Items from a data source:
_ _ _ _ _

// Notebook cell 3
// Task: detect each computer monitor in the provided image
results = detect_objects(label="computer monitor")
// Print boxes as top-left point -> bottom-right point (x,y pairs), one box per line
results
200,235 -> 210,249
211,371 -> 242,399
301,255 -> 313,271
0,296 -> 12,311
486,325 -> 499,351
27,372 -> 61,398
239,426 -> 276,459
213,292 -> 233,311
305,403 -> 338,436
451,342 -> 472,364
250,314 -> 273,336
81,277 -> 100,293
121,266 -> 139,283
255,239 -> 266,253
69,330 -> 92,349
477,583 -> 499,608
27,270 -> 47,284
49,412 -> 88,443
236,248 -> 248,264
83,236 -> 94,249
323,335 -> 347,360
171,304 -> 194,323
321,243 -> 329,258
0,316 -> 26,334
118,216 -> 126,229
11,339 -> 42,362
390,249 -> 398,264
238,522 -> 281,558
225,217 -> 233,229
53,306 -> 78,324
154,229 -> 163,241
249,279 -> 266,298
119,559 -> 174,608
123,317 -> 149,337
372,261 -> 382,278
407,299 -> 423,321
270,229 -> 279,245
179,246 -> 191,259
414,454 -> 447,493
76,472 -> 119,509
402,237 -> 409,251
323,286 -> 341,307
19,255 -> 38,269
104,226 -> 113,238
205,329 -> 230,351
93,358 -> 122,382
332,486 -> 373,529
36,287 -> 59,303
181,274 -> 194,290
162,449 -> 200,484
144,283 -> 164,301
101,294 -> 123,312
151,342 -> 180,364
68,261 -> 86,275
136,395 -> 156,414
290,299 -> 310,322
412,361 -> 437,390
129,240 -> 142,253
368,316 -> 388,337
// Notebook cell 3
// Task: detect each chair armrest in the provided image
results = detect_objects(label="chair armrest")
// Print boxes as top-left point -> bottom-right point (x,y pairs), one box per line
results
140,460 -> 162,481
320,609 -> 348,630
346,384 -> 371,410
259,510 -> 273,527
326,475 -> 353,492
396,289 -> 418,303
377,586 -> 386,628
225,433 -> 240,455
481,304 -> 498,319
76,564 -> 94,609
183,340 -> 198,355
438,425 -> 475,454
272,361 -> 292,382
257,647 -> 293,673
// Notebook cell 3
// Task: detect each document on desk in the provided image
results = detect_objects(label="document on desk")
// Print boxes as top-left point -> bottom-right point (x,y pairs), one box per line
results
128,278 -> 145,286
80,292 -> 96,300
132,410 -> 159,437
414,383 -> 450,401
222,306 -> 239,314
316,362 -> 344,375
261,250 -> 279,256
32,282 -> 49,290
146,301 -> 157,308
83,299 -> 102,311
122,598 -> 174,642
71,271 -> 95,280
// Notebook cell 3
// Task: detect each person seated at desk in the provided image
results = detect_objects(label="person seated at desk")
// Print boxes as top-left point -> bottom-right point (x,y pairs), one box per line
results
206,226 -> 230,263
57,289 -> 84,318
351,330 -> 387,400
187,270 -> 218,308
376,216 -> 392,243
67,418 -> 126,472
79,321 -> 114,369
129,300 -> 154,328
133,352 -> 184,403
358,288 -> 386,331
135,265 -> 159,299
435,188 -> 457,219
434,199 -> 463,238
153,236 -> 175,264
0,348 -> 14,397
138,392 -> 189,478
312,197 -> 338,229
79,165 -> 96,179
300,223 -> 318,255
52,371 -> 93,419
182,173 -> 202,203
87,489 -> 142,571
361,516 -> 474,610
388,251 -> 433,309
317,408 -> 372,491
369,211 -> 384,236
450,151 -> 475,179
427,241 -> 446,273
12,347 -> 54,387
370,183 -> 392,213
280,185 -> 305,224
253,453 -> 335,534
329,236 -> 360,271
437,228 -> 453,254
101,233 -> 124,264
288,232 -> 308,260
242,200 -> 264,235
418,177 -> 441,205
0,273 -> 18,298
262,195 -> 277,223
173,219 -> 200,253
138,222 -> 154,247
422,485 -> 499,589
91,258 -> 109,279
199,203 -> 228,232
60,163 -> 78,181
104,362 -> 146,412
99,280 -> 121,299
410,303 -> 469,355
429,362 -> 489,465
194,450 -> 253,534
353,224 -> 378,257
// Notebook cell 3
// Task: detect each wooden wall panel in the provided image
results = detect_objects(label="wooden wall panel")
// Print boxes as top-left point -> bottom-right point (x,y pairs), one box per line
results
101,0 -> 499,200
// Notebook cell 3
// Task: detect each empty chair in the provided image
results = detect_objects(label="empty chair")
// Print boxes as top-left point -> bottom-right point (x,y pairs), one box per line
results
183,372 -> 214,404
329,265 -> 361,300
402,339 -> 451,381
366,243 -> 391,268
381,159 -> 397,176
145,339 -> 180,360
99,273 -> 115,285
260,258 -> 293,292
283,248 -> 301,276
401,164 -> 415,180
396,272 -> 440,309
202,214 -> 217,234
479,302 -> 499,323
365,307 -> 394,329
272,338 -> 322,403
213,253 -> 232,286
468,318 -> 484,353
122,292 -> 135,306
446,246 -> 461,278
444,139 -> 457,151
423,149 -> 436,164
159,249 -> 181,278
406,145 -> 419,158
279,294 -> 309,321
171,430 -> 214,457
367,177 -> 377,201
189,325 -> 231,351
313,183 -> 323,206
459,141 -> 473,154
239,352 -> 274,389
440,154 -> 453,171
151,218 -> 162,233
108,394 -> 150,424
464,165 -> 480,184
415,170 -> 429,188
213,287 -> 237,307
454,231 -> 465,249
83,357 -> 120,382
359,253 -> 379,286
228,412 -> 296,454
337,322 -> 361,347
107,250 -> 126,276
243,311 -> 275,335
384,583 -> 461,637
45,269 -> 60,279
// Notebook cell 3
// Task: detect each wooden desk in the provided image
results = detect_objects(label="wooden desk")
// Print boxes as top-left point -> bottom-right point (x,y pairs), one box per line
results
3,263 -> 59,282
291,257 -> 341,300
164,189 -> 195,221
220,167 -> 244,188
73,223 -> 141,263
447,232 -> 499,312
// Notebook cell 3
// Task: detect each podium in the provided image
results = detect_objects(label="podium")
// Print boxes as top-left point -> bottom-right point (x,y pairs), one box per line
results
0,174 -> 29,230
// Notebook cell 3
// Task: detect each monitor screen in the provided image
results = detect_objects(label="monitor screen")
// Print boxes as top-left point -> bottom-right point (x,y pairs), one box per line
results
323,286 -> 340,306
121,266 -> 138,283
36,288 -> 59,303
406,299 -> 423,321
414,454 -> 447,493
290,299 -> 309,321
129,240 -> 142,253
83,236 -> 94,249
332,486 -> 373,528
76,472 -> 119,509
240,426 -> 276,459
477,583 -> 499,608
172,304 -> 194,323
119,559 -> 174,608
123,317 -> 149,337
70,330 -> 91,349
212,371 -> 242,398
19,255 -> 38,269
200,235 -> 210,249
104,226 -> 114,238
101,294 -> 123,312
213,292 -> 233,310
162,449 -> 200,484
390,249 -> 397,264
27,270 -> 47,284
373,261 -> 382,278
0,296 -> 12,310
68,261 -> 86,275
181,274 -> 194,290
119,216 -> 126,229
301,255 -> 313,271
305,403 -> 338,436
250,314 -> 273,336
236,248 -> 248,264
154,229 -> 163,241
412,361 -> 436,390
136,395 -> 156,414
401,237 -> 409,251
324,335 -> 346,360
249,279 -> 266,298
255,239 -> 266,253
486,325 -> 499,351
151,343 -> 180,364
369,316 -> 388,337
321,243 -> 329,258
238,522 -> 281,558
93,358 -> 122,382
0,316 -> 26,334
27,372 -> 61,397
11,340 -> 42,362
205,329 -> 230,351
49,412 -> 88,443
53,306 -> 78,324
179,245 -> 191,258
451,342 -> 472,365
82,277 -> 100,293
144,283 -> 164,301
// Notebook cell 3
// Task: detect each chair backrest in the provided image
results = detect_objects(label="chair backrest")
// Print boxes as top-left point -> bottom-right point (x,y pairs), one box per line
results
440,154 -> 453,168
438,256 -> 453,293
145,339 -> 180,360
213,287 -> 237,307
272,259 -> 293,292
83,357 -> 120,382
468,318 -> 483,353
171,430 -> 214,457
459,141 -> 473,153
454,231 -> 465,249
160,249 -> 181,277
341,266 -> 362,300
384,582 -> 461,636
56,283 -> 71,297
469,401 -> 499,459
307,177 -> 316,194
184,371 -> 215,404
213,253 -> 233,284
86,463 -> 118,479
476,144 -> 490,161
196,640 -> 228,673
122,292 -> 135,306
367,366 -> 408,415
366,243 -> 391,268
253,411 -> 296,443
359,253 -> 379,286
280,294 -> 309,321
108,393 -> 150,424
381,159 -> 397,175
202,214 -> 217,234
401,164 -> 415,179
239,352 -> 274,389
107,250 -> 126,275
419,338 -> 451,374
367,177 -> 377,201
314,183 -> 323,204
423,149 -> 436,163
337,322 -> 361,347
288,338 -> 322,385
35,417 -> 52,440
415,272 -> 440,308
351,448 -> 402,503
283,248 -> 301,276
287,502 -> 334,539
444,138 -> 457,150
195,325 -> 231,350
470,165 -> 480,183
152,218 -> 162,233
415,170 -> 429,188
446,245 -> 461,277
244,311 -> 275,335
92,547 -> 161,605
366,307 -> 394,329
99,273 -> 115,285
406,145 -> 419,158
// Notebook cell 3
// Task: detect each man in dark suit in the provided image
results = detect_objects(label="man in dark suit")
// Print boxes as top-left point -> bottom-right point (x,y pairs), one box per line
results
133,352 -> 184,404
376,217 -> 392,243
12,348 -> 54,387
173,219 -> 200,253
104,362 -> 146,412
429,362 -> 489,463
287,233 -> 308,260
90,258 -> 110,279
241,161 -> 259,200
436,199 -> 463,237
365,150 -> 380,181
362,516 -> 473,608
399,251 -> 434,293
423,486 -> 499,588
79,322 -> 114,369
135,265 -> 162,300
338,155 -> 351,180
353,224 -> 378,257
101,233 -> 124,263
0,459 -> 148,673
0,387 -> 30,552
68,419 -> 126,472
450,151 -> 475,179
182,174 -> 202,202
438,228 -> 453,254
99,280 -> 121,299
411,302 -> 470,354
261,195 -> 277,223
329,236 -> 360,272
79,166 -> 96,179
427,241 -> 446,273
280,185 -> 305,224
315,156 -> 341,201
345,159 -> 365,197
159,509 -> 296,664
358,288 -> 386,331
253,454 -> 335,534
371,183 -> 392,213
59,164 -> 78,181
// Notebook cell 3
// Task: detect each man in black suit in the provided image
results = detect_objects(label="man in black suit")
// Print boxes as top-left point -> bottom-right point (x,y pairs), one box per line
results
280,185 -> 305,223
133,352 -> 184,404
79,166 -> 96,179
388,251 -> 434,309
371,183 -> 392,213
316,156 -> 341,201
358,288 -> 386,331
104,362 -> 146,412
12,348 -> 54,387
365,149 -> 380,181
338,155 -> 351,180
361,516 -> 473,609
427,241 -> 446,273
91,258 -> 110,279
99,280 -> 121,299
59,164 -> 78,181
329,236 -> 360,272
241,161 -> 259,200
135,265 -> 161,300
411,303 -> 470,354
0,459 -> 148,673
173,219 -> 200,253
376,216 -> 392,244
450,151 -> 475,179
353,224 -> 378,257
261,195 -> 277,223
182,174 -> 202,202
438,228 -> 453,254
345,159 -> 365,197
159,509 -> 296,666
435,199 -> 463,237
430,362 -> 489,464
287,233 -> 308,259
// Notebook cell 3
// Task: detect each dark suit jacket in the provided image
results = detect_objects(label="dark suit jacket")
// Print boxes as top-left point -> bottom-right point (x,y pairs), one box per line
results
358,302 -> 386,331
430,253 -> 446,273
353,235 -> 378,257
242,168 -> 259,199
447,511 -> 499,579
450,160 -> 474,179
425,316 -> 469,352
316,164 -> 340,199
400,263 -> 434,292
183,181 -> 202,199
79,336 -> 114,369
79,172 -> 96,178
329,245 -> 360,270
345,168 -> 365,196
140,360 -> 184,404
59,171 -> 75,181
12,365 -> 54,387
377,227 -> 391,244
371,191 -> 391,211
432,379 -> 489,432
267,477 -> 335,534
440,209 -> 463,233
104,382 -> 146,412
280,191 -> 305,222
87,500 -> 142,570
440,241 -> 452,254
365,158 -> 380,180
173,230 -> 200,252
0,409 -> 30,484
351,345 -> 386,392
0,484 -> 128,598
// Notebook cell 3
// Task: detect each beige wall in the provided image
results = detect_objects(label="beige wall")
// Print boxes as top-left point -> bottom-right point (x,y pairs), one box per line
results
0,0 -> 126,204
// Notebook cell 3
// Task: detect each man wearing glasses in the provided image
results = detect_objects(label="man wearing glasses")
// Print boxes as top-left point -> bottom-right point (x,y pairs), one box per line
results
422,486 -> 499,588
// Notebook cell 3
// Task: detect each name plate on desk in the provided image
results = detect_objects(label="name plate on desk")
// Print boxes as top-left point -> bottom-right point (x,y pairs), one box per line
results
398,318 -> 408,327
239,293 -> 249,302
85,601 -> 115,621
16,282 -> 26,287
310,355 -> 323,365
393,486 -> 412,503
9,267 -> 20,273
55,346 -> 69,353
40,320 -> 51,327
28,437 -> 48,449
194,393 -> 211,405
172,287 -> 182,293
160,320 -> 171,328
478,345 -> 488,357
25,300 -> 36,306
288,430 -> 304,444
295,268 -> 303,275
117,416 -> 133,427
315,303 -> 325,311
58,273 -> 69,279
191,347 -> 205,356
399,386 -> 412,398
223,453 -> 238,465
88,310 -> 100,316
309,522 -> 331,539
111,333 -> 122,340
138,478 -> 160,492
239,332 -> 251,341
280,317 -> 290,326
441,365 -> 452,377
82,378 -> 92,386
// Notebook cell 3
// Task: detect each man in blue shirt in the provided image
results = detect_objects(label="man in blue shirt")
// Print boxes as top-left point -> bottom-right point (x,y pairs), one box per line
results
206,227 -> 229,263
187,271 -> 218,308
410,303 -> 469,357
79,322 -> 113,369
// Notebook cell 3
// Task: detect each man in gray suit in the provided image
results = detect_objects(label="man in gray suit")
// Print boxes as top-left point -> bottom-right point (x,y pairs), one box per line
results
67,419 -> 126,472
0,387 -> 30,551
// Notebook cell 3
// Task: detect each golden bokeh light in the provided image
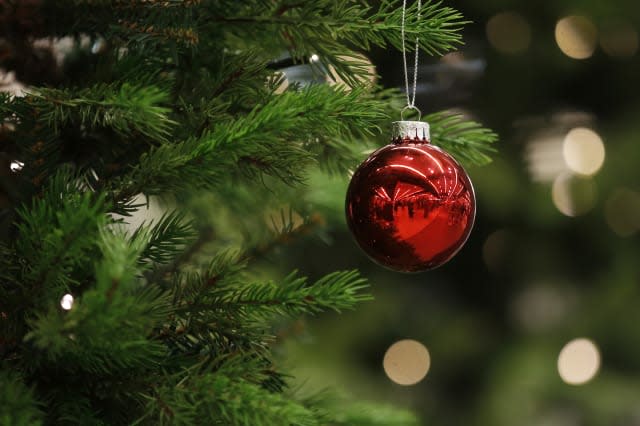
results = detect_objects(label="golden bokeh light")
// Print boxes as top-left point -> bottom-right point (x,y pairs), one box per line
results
557,338 -> 601,385
383,339 -> 431,386
600,22 -> 639,58
555,16 -> 598,59
562,127 -> 605,176
551,173 -> 596,217
486,12 -> 532,54
605,188 -> 640,237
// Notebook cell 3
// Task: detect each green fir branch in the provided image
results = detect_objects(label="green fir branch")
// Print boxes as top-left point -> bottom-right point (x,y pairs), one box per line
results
15,169 -> 109,306
210,0 -> 466,87
299,391 -> 420,426
27,84 -> 176,142
141,373 -> 317,426
130,210 -> 197,266
425,111 -> 498,166
192,269 -> 372,319
116,84 -> 386,199
0,370 -> 44,426
25,230 -> 170,374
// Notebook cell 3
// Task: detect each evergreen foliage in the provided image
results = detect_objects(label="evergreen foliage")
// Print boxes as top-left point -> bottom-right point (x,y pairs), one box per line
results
0,0 -> 496,424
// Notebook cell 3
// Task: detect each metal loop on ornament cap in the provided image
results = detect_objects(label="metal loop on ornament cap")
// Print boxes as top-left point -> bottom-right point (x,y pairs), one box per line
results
400,105 -> 422,121
392,120 -> 430,142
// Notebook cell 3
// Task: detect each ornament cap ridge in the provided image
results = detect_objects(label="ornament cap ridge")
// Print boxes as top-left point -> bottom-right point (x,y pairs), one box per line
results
392,120 -> 430,142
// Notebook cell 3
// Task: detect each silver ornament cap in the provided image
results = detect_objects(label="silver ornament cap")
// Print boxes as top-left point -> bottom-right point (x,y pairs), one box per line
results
392,121 -> 430,142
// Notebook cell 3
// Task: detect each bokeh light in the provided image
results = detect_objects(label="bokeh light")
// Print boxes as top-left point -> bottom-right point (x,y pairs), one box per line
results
486,12 -> 532,54
555,16 -> 598,59
526,134 -> 566,182
562,127 -> 605,176
10,161 -> 24,172
600,21 -> 639,58
511,285 -> 574,332
60,294 -> 74,311
482,229 -> 510,273
383,339 -> 431,386
558,338 -> 601,385
605,188 -> 640,237
551,173 -> 597,217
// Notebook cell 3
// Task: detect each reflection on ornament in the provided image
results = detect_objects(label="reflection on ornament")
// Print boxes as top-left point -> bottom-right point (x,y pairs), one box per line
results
346,121 -> 475,272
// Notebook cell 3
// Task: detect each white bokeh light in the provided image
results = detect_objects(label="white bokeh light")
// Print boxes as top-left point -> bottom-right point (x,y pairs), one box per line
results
383,339 -> 431,386
551,173 -> 597,217
558,338 -> 601,385
562,128 -> 605,176
60,294 -> 75,311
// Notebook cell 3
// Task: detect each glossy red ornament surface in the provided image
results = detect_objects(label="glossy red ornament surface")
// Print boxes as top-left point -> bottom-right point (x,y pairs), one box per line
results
345,137 -> 475,272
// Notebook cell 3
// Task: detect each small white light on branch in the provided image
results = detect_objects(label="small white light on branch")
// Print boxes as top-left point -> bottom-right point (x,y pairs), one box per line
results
60,294 -> 75,311
10,161 -> 24,172
309,54 -> 320,63
383,339 -> 431,385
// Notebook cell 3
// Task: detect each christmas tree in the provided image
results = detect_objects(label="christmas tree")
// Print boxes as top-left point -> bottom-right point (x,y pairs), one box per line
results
0,1 -> 496,424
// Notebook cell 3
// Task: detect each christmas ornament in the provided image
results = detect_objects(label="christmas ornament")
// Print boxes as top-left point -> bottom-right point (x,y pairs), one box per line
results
345,121 -> 475,272
344,0 -> 476,272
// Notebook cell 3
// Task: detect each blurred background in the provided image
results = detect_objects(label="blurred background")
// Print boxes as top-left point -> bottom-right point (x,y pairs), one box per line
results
270,1 -> 640,425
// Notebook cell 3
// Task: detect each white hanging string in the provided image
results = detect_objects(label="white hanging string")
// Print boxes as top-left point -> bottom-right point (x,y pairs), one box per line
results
401,0 -> 422,120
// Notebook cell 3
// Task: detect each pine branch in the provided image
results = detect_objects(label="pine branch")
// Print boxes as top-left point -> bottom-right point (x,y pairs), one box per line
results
240,208 -> 323,262
15,169 -> 109,307
23,84 -> 176,142
130,210 -> 197,266
188,269 -> 372,319
141,373 -> 317,426
425,111 -> 498,166
114,84 -> 386,199
24,230 -> 170,374
210,0 -> 466,87
0,370 -> 44,426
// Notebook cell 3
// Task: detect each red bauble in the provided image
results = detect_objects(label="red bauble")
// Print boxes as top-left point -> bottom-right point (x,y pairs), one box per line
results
345,121 -> 475,272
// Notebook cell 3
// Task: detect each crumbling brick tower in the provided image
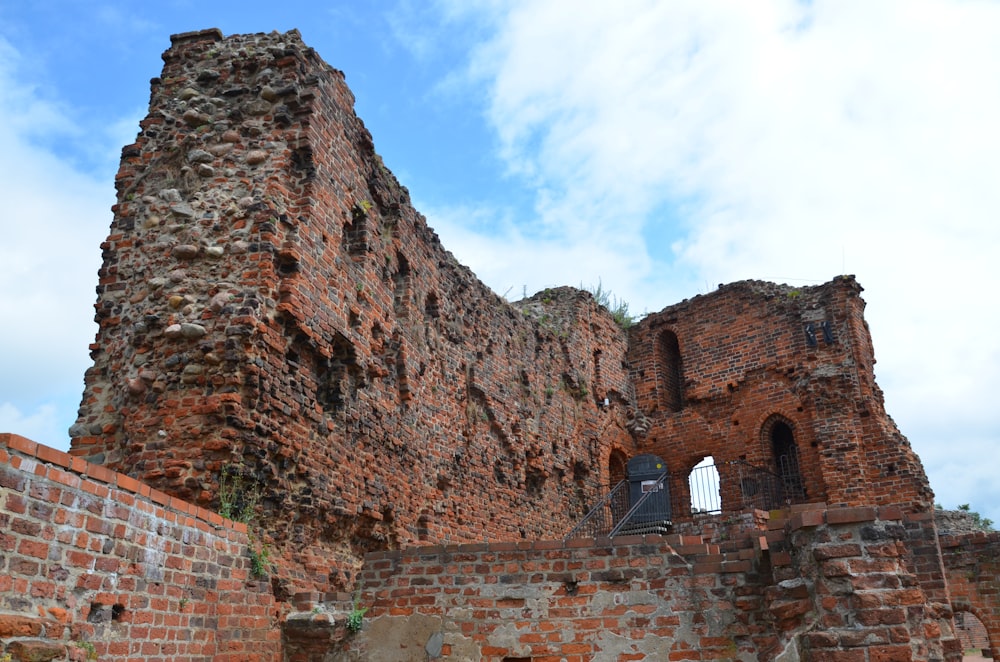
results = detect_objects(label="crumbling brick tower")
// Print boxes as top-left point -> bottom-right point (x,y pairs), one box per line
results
627,278 -> 934,519
69,29 -> 639,593
71,27 -> 938,602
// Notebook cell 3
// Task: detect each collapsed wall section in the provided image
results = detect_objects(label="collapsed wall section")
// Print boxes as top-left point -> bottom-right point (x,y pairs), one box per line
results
0,434 -> 278,662
628,277 -> 933,516
69,29 -> 637,594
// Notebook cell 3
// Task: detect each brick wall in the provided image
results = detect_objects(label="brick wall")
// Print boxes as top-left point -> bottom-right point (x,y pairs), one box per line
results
70,28 -> 637,594
627,278 -> 933,516
283,506 -> 957,661
0,433 -> 278,662
68,26 -> 937,598
938,530 -> 1000,658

_ _ _ _ _

YOUR ASSIGNMENT: Which lines of the entries above contain the string "light"? Copy each one.

WRITTEN REPLY:
// Task: detect each golden bokeh light in the provided image
results = detect_objects(label="golden bokeh light")
// Task: detect each bokeh light in the provided image
results = detect_objects(label="bokeh light")
// Task: detect each white bokeh light in the provided image
results = detect_objects(label="white bokeh light")
// Task: detect each small white light on branch in the provided image
results = detect_objects(label="small white light on branch")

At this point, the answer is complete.